**What you need to do**
Reproduce each line from the records that holds "trans".

Top of Task inputs

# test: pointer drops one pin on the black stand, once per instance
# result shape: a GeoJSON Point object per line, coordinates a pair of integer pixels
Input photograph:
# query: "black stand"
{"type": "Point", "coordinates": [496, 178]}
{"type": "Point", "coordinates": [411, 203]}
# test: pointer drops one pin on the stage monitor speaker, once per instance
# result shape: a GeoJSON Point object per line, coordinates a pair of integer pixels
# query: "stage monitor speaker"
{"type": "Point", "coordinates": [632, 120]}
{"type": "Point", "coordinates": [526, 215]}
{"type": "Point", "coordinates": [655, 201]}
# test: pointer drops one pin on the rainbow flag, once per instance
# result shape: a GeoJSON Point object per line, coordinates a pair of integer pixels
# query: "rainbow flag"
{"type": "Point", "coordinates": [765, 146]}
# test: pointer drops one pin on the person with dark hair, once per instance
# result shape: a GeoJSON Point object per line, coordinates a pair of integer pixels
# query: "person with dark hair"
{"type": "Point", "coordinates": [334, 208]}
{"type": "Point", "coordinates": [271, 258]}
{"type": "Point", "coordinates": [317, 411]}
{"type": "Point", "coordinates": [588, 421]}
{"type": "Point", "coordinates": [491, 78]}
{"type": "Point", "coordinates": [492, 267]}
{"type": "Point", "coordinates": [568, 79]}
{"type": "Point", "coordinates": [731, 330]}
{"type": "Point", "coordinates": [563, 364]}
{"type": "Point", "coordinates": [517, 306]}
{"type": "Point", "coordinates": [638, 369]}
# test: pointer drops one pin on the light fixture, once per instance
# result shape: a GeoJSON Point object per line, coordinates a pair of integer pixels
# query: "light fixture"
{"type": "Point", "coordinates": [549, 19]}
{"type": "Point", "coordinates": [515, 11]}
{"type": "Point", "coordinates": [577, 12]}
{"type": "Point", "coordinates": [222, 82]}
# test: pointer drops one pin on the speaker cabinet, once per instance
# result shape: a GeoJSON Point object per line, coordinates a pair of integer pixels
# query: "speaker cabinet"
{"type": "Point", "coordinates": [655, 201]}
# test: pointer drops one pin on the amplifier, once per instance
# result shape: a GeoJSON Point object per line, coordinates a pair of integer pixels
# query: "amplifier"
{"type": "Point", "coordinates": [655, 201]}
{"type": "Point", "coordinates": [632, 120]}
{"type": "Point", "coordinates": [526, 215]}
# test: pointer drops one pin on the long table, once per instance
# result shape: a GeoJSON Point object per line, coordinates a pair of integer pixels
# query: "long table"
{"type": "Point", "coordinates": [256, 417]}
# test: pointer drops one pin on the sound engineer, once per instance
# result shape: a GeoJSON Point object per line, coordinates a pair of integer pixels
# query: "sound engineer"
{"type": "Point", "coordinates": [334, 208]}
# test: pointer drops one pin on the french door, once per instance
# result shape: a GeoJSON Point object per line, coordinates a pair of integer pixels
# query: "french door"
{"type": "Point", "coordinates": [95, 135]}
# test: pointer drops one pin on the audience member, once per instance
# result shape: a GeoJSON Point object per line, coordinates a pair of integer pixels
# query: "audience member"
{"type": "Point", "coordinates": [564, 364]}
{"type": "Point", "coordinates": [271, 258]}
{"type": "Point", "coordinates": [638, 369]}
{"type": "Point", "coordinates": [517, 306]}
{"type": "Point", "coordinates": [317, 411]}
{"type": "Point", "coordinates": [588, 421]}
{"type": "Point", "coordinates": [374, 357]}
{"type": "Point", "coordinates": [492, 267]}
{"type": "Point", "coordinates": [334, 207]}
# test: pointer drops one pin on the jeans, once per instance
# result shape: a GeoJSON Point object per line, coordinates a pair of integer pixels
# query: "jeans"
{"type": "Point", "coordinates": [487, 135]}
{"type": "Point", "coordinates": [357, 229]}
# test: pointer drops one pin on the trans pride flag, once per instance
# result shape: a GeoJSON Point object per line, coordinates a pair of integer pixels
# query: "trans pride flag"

Bottom of Task inputs

**Solution to this problem**
# test: pointer drops one pin on the trans pride flag, once per instance
# query: "trans pride flag"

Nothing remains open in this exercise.